───── GIVEN DATA

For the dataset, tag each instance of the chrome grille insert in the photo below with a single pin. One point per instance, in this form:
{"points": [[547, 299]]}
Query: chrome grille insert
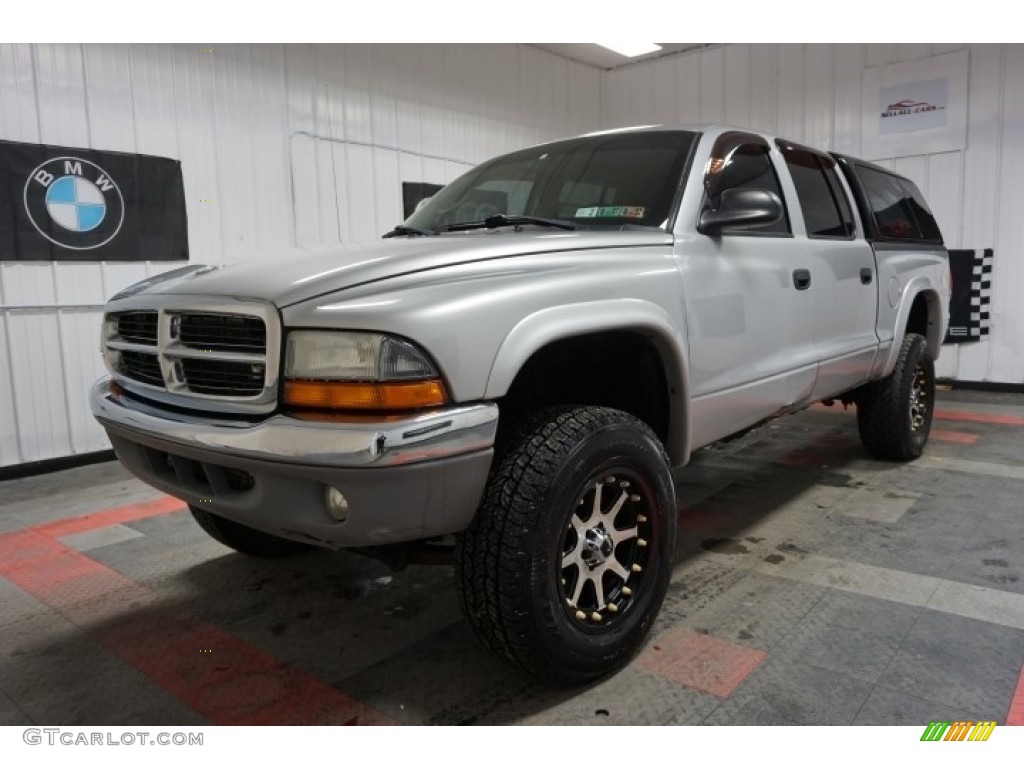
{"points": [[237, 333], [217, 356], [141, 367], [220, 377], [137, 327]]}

──────────
───── GIVEN DATA

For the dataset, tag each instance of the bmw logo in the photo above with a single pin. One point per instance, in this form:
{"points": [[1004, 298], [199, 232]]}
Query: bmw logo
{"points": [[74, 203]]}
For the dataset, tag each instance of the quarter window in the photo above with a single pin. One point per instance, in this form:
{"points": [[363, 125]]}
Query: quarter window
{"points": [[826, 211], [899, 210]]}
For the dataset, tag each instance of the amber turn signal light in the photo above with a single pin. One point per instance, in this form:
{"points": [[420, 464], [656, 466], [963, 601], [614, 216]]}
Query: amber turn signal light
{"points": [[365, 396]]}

──────────
───── GIVEN DATA

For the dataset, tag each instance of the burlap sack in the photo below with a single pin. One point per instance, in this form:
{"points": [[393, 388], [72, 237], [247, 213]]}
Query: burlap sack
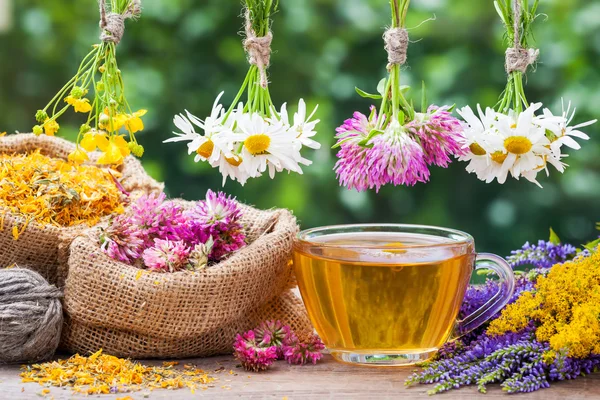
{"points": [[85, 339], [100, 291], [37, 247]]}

──────────

Collect every line in the records above that contains the string "points", and copy each one out in full. Case counts.

{"points": [[547, 299]]}
{"points": [[237, 333], [217, 356], [141, 367], [220, 377], [137, 327]]}
{"points": [[1004, 298], [199, 232]]}
{"points": [[74, 203]]}
{"points": [[363, 125]]}
{"points": [[826, 211], [899, 210]]}
{"points": [[420, 464], [656, 466], [963, 601], [614, 216]]}
{"points": [[365, 396]]}
{"points": [[393, 388], [72, 237], [247, 213]]}
{"points": [[85, 339], [100, 291], [37, 247]]}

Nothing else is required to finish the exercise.